*DOCUMENT PASSAGE*:
------------------------------------------------

Venezuela’s health care system has been relegated to something out of the 19th century. Hospitals lack even the most basic supplies, like soap and gloves, with rolling blackouts—at times—having deadly consequences for the infants in the various maternity wards. The Washington Post’s editorial board mentioned that 200,000 Venezuelans with chronic illnesses don’t have access to medicine, though they failed to mention that left wing economics is partially responsible for the deteriorating situation in the country. Yet, for one eight-year-old boy, who protested the appalling scarcity of medicine, including the drugs he needed to fight his non-Hodgkin’s lymphoma, his struggle ended with his death (via PanAm Post):
The eight year old whose image went viral several months ago after participating in a protest against Venezuela’s drug shortages died recently after he was unable to receive the medicine he needed.“I want to get better, peace and health,” Sanchez’s sign read during a demonstration, which made him the face of an unprecedented humanitarian crisis turned Venezuela.

------------------------------------------------

*INPUT DATA*:
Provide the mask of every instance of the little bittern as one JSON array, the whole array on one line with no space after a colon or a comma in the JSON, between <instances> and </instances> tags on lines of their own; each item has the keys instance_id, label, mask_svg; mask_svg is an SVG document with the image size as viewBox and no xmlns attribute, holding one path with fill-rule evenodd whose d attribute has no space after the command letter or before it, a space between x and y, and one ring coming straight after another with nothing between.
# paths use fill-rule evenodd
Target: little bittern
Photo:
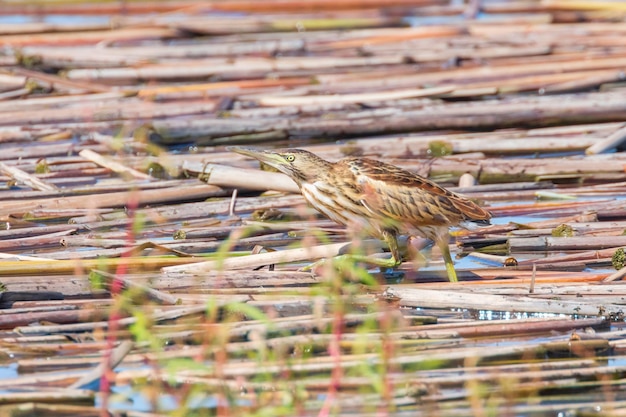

------------------------------------------------

*REQUIRED WORK*:
A – According to the passage on Venezuela's health care crisis, how many Venezuelans with chronic illnesses lack access to medicine?
B – Continue the passage on Venezuela's health care crisis from where it stops.

*ANSWERS TO THIS EXERCISE*:
A – 200,000

B –
Oliver Sanchez was diagnosed with non-Hodgkin lymphoma just over a year ago, but shortages of medicines needed for treatment led him and his family to participate in the demonstration.
“We are in a desperate situation,” his mother Mitzaida Berroterán said at the time.
Sanchez’s cousin Ricardo Lobo told the newspaper Efecto Cocuyo that at the time, the child “asked for paper and a pencil and wrote the sign.”
Lobo said that what little medical care they could get ended up being by donation.
Sadly, the situation in the country is likely to get worse before it gets better. Besides the growing medical emergency, we have hungry Venezuelans going through garbage cans to find food.